§ **Письменное задание 1**: Перескажите короче абзац из отрывка о Казакове, начинающийся словами «Пришвин был одним из любимейших писателей», сохранив его основные факты.
§ **Письменное задание 2**: Какой журнал, согласно отрывку о Казакове, послал его в 1956 году в творческую командировку на Север?
§ **Письменное задание 3**: Допишите продолжение отрывка о поездке Казакова на Север, начав сразу после его последнего предложения.

------ Текст для чтения

Мужик с коробом, с лукошком на колхозных полях – пусть даже лукошко это, как писал Казаков в другом месте, было последним в России – навсегда врезался ему в сердце как пришелец из бунинского века, как живое воплощение стойкости русского крестьянина. И то, что столкнулся Казаков с этим фактом на Севере, в Кировской области, где на станции Луза, отнюдь не по своей воле, как помним, работал в послевоенные годы плотником его отец Павел Гаврилович, к которому они с матерью наезжали, добавило к тому пронзительному впечатлению отблеск давнего личного переживания…
В 1956 году, будучи студентом Литинститута, Казаков на каникулах вновь отправился на Север: на сей раз журнал «Знамя» послал его в творческую командировку.
«Я в ту пору, – рассказывал Казаков, – очень увлекался Пришвиным, его, в частности, одной из лучших вещей „За волшебным колобком“. И вот, думаю, поеду-ка я по следам Михаила Михайловича и погляжу, что осталось, что изменилось. Ведь интересно: он там путешествовал в 1906 году, а я ровно через пятьдесят лет».
Пришвин был одним из любимейших писателей Казакова. Он открыл его для себя еще в юности и еще в 1949 году записал в дневнике: «Бывает, спрашивают у меня в разговоре, кого я из советских писателей люблю больше других. Каждый раз я отвечаю: Пришвина. Пришвин – писатель совершенно особого склада. Читать его наслаждение, почти равное наслаждению живой природой. В каждом человеке есть свое тайное, глубоко запрятанное, и, по-моему, ни один из советских писателей не трогает так это тайное, как Пришвин…» Казаков не только любил Пришвина, но и хотел подражать ему в жизни, – о чем не однажды упоминал.
Так что не только желание сравнить, что изменилось на Севере за полвека, руководило Казаковым в той поездке 1956 года, – не меньше увлекало его творческое поведение Пришвина, принципы которого молодой писатель собирался проверить на собственной практике.

------------
------ Фрагмент набора данных

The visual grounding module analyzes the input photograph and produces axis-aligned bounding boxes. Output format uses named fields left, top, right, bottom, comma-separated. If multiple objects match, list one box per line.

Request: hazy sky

------------

§ **Результат выполнения 1**: Пришвин был одним из самых любимых писателей Казакова, который открыл его для себя ещё в юности. В 1949 году Казаков записал в дневнике: на вопрос о любимом советском писателе он всегда отвечает «Пришвин». По его словам, это писатель особого склада: читать его почти так же приятно, как наслаждаться живой природой, и никто из советских писателей так не трогает тайное в человеке. Казаков хотел подражать Пришвину и в жизни и не раз об этом упоминал.

§ **Результат выполнения 2**: Журнал «Знамя».

§ **Результат выполнения 3**:
Вспомним, с какими помыслами отправлялся когда-то Пришвин в свое первое северное путешествие. На первой же странице «Колобка» он объяснял, что путешествие не имело обдуманного плана, он хотел провести три летних месяца как лесной бродяга, с ружьем, чайником и котелком. Получив поручения от Географического общества, Пришвин, однако, не ставил перед собой определенной цели, – ему чудилось, что он, как в сказке, брел за волшебным колобком. Эта сказочно-романтическая настроенность, эта свобода передвижения, эта раскованность в размышлениях и вольность в разговоре с воображаемым другом или с самим собой и сегодня подкупают в пришвинских записках.
Правда, Пришвин лукавил. Подспудная цель у него все же была: он искал на Севере ту несбыточную страну, куда пробовал убежать в детстве, «страну без имени, без территории», загадочную страну чистой мечты, далекую от черствой действительности. Недаром эпиграфом к своим запискам он взял слова радищевского «Путешествия из Петербурга в Москву»: «Теперь я прощусь с городом навеки. Не въеду николи в сие жилище тигров. Единое их веселие грызть друг друга; отрада им томить слабого до издыхания и раболепствовать власти. И ты хотел, чтобы я поселился в городе! Нет, мой друг, заеду туда, куда люди не ходят, где не знают, что есть человек, где имя его неизвестно. Прости! Сел в кибитку и поскакал».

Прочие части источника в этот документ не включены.